- _REQUIREMENT_:
Can you render every line of the data below as a Markdown table with two columns, Row (the line's number) and Content (the line itself), leaving out any blank lines?

- _PROVIDED RECORDS_:

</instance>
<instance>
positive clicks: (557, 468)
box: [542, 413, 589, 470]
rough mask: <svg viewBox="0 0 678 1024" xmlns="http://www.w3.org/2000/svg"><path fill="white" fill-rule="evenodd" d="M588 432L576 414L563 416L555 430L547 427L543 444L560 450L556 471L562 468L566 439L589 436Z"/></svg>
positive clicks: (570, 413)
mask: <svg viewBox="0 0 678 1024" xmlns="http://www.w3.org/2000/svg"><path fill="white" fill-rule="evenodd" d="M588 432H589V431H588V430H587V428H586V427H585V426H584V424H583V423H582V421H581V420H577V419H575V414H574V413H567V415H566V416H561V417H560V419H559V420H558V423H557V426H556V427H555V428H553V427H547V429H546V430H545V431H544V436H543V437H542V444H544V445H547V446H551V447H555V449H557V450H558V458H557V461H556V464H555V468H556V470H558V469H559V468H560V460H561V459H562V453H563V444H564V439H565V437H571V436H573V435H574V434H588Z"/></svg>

- _REPLY TO THE EXERCISE_:
| Row | Content |
|---|---|
| 1 | </instance> |
| 2 | <instance> |
| 3 | positive clicks: (557, 468) |
| 4 | box: [542, 413, 589, 470] |
| 5 | rough mask: <svg viewBox="0 0 678 1024" xmlns="http://www.w3.org/2000/svg"><path fill="white" fill-rule="evenodd" d="M588 432L576 414L563 416L555 430L547 427L543 444L560 450L556 471L562 468L566 439L589 436Z"/></svg> |
| 6 | positive clicks: (570, 413) |
| 7 | mask: <svg viewBox="0 0 678 1024" xmlns="http://www.w3.org/2000/svg"><path fill="white" fill-rule="evenodd" d="M588 432H589V431H588V430H587V428H586V427H585V426H584V424H583V423H582V421H581V420H577V419H575V414H574V413H567V415H566V416H561V417H560V419H559V420H558V423H557V426H556V427H555V428H553V427H547V429H546V430H545V431H544V436H543V437H542V444H544V445H547V446H551V447H555V449H557V450H558V458H557V461H556V464H555V468H556V470H558V469H559V468H560V460H561V459H562V453H563V444H564V439H565V437H571V436H573V435H574V434H588Z"/></svg> |